Это произошло около полудня. А глубокой ночью меня, после бесконечной процедуры опроса, обыска, отбора вещей, завели в камеру внутренней тюрьмы.
Более полусуток провел я в кабинете следователя. Если и до этого искуса у меня не было иллюзий — еще в самом начале, еще в семнадцатом году, мне, юноше, стало очевидно, что отныне беззаконие займет место закона, лишь для видимости порой рядясь в его одежды, — то Диалог с подручными Дзержинского, «рыцаря революции», убедил окончательно: правосудием тут и не пахнет. Петрово зерцало лежало, разбитое вдребезги, у порога этого управления главного блюстителя новой классовой справедливости!
Мне цинично и неприкрыто был предложен выбор: сделаться сексотом, то есть доносчиком, «шпынем», — или садиться за решетку.
— Видите ли, — вежливо и толково, не опуская глаз, точно рассуждая о выборе профессии или места жительства, объяснял мне щуплый и говорливый человек лет сорока, в военной форме с петлицами, похожий одновременно на давешних агентов и на интеллигента средней руки, — иностранцы относятся к вам с Доверием, вам легко завести среди них связи, которые окажутся для нас полезными. От вас потребуется только слушать, иногда выспрашивать, запоминать и… передавать нам.
Тщетно было бы возмущаться подобным предложением: обрабатывавшим меня то в одиночку, то вместе двум следователям попросту нельзя было бы объяснить отвращение к ремеслу доносчика. И я, как умел, отговаривался неспособностью играть роль тайного агента, неизбежностью провала.
— Коль на то пошло и вы настаиваете, чтобы я делом доказал свою лояльность, — отбивался я, — пригласите меня на гласную должность, без нужды маскироваться: надену форму, буду у вас переводчиком.
Они попеременно взывали к моим патриотическим чувствам — я должен был помогать им парировать вражеские замыслы; соблазняли картинами легкой жизни — они могут и материально обставить мое существование достаточно привлекательно; показывали когти: «Берегись! Знаем о тебе достаточно, чтобы упечь!» Теряя выдержку или разыгрывая негодование, грозили: «Расшлепаем в два счета — как замаскировавшегося беляка!» Наскакивали с матерной бранью.
☆ ☆ ☆
__Задание 1__: Сколько времени рассказчик провел в кабинете следователя, согласно отрывку о допросе?
__Задание 2__: Объясните, почему, по словам отрывка о допросе, следователи считали рассказчика подходящим доносчиком.
__Задание 3__: Продолжите отрывок о допросе после его последнего предложения.
Следующий перечень взят из другого источника.

__Исходные данные__:
☆ ☆ ☆
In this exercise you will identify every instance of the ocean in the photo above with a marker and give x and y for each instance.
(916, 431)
☆ ☆ ☆
__Ответ 1__: Более полусуток.

__Ответ 2__: Следователь объяснял, что иностранцы относятся к рассказчику с доверием и ему легко завести среди них связи, которые окажутся полезными для следователей. От него требовалось бы только слушать, иногда выспрашивать, запоминать и передавать услышанное.

__Ответ 3__:
И снова и снова подсовывали подготовленную расписку и перо: я должен был подписать, что отныне обязуюсь сообщать обо всем виденном и слышанном некоему лицу, с которым буду встречаться по его указаниям, при непременном условии «тайны» нашего сговора. Я соответственно отшвыривал или спокойно клал на стол ручку, им в тон грубо или вежливо отказывался подписывать бумажонку.
Диалог затягивался, и я с радостью ощущал в себе нисколько не слабевшую силу сопротивления. Во мне укреплялось и ширилось некое упрямство, бесповоротная решимость не уступать.
Чем более ярились и изощрялись в дешевых доводах следователи, страшнее и реальнее звучали их угрозы, тем тверже и находчивее я отбивался. И овладевал мною веселый азарт выигрываемого поединка: Кукиш вам! Не попадусь я в ваши тенета, и ни черта вы со мной не сделаете!»
Потому что про себя я все-таки заключил: нет у них материалов, чтобы состряпать и самое пустяшное обвинение. Пусть рыльце и было у меня в пуху пользуясь добрым расположением некоторых иностранцев, я пересылал подписанные псевдонимами статьи и фельетоны в некоторые французские и греческие газеты на темы нашей действительности, — но проделки эти ускользнули от всевидящего ока бдительной власти. Прочих грехов за мною не водилось, и я не допускал, чтобы мне могло что-нибудь серьезно угрожать. Подмоченная биография — нашли чем пугать!
Были тут и самоуверенность молодости, и убежденность — со школьной скамьи — в позоре репутации фискала, и вполне реальный страх связать себя с ведомством, не брезговавшим провокацией и самыми вероломными путями для своих целей, мне чуждых и враждебных.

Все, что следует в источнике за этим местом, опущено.